List every factor that the excerpt on practice revenue and expenses names as deciding how much the expenses of an independent practice should be.

• [Excerpt]:
┏━━

Revenue is the simplest metric in your business. It’s gross income, the money that is coming in with nothing deducted. On its own it’s a vanity metric. I see lots of people sharing their revenue without being honest about the other numbers, and it troubles me, because the revenue in your business can be very high, but the other numbers in the business will change as a reaction to that revenue. It's the other numbers that give us much more crucial information about the health of the business and the lifestyle that it's actually going to give you, and the good that you're able to do for your clients.

Revenue is important to know because it gives an estimate of growth and impact. If you are making a lot of revenue, it's likely you’re helping a lot of people and you can track the trajectory of that. Tracking your revenue should include tracking the specific sources of that revenue. Go into a bit of detail, looking at how many therapy sessions, online courses, and supervision sessions you are selling, and breaking it down into individual services that you offer so that you can see how much money you are making for those activities each month. This is helpful because it allows you to predict what might happen in the future if you put effort into increasing revenue in one of those areas. It’s important to know exactly where that income is coming from. If you're very busy, you might not realise that you are doing more supervision than you were last year, and that a bigger proportion of your income is now coming from that. Even if that overall revenue figure hasn't changed much, the place it's coming from might have changed, and for tax reasons it can be significant to understand that.

It's up to you how many categories for different types of revenue you want to create. Go with what's useful for you to have a good understanding of your revenue. For associate practices, you might want to break it down by associate so that you know how much money each associate is making you each month. If you have a really large associate practice, that might be cumbersome and you might break it down into your therapy income and associate therapy income. What I would say is that if a service has specific expenses attached to it, then have that as its own line so that when you do your expenses, you can do some spreadsheet wizardry and make those things dependent on each other.

For example, if you've got an associate practice and you know that for every £140 an associate makes you, you are going to pay out £90 to them, you can create a formula in your spreadsheet that calculates an expense line to take £90 for every £140 that is listed in the income for an associate. It’s definitely worth separating out your services, at least in that much detail. Revenue tracking and getting granular with it can help you to see which aspects of your business are really healthy and which ones might be declining or struggling.

Expenses

You need to consider this alongside revenue. You need to know how much money you are spending every month in order to keep your business running in the way that it needs to support your lifestyle, and you have to be honest with yourself about it. People always ask me for an estimate of how much the expenses should be for an independent practice, and I can't give one because it depends on your values, the services you are providing, what that client group needs in terms of support, and what you need in terms of support. This is why I would never share my revenue figures with you because if you saw them, you'd get a false impression, because in order to keep my business going with all the stuff that I have going on in my personal life, I have to pay for a lot of support. You can't look at somebody's revenue figure and have any idea about what their overall take home pay is going to be, because you aren't going to have a realistic impression of their expenses. Don't be impressed by those online gurus who share their revenue figures with you. I think that's irresponsible unless they're also willing to share the expenses and profit.

┗━━

Source records
┏━━

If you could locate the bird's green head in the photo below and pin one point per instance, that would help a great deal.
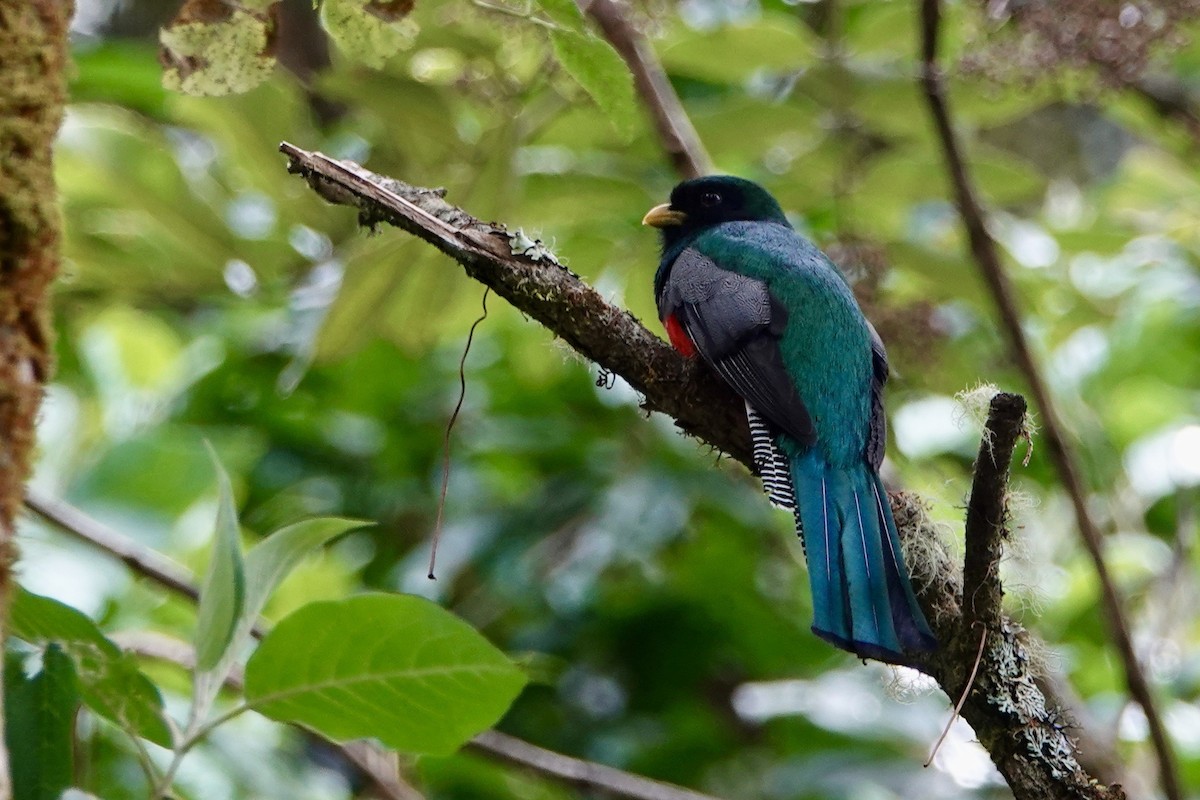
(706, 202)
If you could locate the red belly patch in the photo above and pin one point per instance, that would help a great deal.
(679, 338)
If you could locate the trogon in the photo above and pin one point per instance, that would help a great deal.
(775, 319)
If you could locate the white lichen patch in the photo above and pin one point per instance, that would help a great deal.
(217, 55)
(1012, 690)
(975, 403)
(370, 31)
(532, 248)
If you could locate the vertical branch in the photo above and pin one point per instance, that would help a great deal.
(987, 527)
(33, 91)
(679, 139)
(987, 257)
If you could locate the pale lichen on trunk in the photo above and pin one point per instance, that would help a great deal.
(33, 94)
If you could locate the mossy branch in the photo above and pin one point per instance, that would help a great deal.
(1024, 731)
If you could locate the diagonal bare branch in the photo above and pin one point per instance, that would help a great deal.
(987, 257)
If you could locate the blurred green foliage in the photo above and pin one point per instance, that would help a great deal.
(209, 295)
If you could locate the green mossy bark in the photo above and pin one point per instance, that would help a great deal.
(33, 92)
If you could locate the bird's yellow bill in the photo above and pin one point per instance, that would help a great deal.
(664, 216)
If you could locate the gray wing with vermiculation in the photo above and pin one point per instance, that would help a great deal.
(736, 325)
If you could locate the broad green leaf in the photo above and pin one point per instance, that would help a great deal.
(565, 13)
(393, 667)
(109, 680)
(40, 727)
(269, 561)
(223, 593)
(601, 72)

┗━━
┏━━

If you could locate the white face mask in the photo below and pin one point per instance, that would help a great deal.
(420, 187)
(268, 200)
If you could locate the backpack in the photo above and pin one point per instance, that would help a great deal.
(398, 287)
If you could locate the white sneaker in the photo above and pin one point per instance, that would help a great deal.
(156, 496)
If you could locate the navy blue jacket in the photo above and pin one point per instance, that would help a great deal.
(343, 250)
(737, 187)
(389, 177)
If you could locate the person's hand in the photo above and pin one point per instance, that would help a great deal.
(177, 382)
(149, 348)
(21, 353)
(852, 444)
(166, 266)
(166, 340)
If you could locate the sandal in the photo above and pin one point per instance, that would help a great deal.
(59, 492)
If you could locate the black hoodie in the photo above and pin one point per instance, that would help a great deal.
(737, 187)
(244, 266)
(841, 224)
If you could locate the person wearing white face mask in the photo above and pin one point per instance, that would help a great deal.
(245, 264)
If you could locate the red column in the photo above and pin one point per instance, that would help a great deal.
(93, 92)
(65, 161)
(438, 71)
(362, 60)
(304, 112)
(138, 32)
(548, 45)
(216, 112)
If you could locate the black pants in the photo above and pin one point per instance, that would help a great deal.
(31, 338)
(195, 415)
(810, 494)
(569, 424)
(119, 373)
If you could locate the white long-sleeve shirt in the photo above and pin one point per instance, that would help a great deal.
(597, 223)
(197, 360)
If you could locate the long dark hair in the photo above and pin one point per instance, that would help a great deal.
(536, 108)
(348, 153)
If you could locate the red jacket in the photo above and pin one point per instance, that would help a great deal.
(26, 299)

┗━━

• [Completed exercise]:
- your values
- the services you are providing
- what that client group needs in terms of support
- what you need in terms of support